» **PROVIDED INFORMATION**:
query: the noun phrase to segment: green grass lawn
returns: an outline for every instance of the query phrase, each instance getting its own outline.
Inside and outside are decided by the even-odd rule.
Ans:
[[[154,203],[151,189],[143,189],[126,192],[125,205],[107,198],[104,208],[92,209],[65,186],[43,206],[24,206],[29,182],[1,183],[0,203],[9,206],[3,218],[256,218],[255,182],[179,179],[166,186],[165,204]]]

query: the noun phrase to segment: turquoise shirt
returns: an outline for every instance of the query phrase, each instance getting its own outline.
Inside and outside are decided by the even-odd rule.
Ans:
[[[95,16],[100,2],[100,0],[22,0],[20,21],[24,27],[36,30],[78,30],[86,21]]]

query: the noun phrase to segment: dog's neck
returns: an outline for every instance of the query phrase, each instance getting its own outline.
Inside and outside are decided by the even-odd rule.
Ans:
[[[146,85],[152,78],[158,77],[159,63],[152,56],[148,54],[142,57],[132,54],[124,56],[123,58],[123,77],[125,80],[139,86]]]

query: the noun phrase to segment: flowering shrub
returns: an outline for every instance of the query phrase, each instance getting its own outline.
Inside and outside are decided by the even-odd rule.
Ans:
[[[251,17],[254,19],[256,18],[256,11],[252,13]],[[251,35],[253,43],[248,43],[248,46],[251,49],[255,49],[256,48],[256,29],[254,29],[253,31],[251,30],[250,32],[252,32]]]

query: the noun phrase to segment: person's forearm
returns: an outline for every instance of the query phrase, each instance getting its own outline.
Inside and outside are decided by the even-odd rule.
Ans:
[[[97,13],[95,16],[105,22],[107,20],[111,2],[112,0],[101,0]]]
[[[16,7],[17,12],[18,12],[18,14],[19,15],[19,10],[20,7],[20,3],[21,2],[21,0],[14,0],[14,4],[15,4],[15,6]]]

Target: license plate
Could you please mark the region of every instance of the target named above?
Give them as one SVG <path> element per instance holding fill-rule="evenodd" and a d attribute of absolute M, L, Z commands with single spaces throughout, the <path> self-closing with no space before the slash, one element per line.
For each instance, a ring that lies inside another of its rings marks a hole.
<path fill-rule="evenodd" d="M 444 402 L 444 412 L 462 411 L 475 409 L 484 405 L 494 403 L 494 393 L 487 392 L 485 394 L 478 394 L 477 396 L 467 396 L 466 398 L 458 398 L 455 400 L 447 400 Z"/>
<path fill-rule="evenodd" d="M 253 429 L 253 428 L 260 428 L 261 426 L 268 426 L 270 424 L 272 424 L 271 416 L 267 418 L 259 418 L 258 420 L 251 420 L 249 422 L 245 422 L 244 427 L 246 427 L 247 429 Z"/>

» **YOUR OBJECTIVE**: Return, unchanged, each line of the data above in which the string "fill" appears.

» **RESPONSE**:
Give them as one SVG <path> element per instance holding fill-rule="evenodd" and a d attribute of absolute M, L, Z commands with single spaces throughout, the <path> self-closing with no space before the slash, one element per line.
<path fill-rule="evenodd" d="M 444 402 L 444 412 L 462 411 L 475 409 L 484 405 L 494 403 L 494 393 L 487 392 L 485 394 L 478 394 L 477 396 L 467 396 L 466 398 L 458 398 L 455 400 L 447 400 Z"/>
<path fill-rule="evenodd" d="M 253 429 L 253 428 L 260 428 L 261 426 L 268 426 L 270 424 L 272 424 L 271 416 L 267 418 L 259 418 L 258 420 L 251 420 L 249 422 L 245 422 L 244 427 L 246 427 L 247 429 Z"/>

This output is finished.